Could you reproduce each of the following items verbatim, every line unchanged?

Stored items

** START **

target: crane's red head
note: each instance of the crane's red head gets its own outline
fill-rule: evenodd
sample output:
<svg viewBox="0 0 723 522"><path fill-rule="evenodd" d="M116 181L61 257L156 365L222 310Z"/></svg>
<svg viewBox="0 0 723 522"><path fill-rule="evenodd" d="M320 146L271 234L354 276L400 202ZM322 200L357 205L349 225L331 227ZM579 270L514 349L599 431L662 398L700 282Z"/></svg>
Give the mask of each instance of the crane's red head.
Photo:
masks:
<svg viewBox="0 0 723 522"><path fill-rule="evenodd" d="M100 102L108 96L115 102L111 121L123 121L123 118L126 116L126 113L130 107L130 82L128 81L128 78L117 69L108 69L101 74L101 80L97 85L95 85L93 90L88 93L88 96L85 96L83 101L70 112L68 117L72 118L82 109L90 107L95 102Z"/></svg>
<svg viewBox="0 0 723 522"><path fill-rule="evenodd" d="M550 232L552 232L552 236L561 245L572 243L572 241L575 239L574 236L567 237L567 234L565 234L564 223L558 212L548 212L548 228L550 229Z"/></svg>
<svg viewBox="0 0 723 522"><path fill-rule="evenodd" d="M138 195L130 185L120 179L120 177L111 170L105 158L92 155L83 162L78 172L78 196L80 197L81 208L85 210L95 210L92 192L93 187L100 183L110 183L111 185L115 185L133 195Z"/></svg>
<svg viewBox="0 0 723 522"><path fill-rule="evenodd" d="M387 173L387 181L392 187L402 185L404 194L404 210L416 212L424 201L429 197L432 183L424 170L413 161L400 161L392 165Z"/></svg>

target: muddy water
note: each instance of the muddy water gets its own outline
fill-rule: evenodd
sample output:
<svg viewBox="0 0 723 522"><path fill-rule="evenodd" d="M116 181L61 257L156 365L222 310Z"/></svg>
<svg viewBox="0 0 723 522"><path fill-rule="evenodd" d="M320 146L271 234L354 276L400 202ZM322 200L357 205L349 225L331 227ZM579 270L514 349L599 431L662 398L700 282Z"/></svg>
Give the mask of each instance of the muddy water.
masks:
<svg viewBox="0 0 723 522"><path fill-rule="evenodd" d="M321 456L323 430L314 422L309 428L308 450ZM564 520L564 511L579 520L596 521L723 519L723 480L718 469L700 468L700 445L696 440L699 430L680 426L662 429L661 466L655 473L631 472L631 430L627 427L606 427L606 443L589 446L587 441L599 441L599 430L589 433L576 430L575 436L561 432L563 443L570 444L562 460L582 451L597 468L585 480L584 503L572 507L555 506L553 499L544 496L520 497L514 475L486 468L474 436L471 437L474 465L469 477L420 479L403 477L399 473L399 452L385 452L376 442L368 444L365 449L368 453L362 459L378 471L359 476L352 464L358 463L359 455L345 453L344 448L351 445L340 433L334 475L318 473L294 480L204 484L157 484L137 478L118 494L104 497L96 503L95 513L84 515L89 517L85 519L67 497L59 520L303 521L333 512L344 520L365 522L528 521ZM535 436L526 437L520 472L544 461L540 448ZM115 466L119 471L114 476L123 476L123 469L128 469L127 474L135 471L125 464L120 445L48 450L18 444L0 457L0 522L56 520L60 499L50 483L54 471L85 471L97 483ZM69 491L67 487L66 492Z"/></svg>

** END **

The output:
target: crane's red head
note: each instance of the crane's red head gets its own outline
fill-rule: evenodd
sample output:
<svg viewBox="0 0 723 522"><path fill-rule="evenodd" d="M116 181L61 257L156 365L222 310Z"/></svg>
<svg viewBox="0 0 723 522"><path fill-rule="evenodd" d="M320 146L271 234L354 276L400 202ZM322 200L357 205L349 225L331 227ZM579 270L514 349L599 431L662 398L700 282Z"/></svg>
Give the mask of each instance of the crane's red head.
Photo:
masks:
<svg viewBox="0 0 723 522"><path fill-rule="evenodd" d="M100 102L108 96L115 102L111 121L123 121L123 118L126 116L126 113L130 107L130 82L128 81L128 78L117 69L108 69L101 74L101 80L97 85L95 85L93 90L88 93L88 96L85 96L83 101L70 112L68 117L72 118L82 109L90 107L95 102Z"/></svg>
<svg viewBox="0 0 723 522"><path fill-rule="evenodd" d="M550 232L552 232L552 236L561 245L572 243L572 241L575 239L574 236L567 237L567 234L565 234L564 223L558 212L548 212L548 228L550 229Z"/></svg>
<svg viewBox="0 0 723 522"><path fill-rule="evenodd" d="M138 195L130 185L120 179L120 177L111 170L105 158L92 155L83 162L78 172L78 196L80 197L81 208L85 210L95 210L92 192L93 187L100 183L110 183L111 185L115 185L133 195Z"/></svg>
<svg viewBox="0 0 723 522"><path fill-rule="evenodd" d="M387 173L387 181L392 187L402 185L404 194L404 210L416 212L424 201L429 197L432 183L424 170L413 161L400 161L392 165Z"/></svg>

target: muddy water
note: each instance of the muddy water gets its own outline
fill-rule: evenodd
sample output:
<svg viewBox="0 0 723 522"><path fill-rule="evenodd" d="M116 181L61 257L156 365L222 310Z"/></svg>
<svg viewBox="0 0 723 522"><path fill-rule="evenodd" d="M320 146L271 234L354 276L400 202ZM322 200L357 205L349 225L331 227ZM579 270L514 349L599 431L662 398L700 282Z"/></svg>
Give the mask of each instance of the muddy water.
masks:
<svg viewBox="0 0 723 522"><path fill-rule="evenodd" d="M321 456L323 430L314 422L309 428L308 450ZM564 520L564 511L579 520L596 521L723 519L723 480L718 469L700 468L700 445L696 440L699 430L680 426L662 429L661 466L655 473L631 472L631 430L627 427L606 427L606 443L589 446L587 441L599 441L599 430L589 433L576 430L575 436L561 432L563 443L570 444L562 460L582 451L597 468L585 480L584 503L572 507L555 506L553 499L544 496L520 497L514 475L486 468L474 436L471 437L474 465L469 477L420 479L403 477L399 473L399 452L385 452L376 442L368 444L365 449L368 453L362 459L378 471L359 476L352 464L358 463L359 455L345 453L344 448L351 445L340 433L334 475L318 473L294 480L204 484L157 484L137 478L118 494L104 497L96 503L95 513L84 515L89 517L85 519L67 497L59 520L303 521L333 512L344 520L365 522L528 521ZM535 436L526 437L520 472L544 461L540 448ZM115 466L119 471L114 476L123 476L123 469L128 469L127 474L135 471L125 464L120 445L48 450L18 444L0 457L0 522L56 520L60 499L50 483L54 471L85 471L97 483ZM69 491L67 487L66 492Z"/></svg>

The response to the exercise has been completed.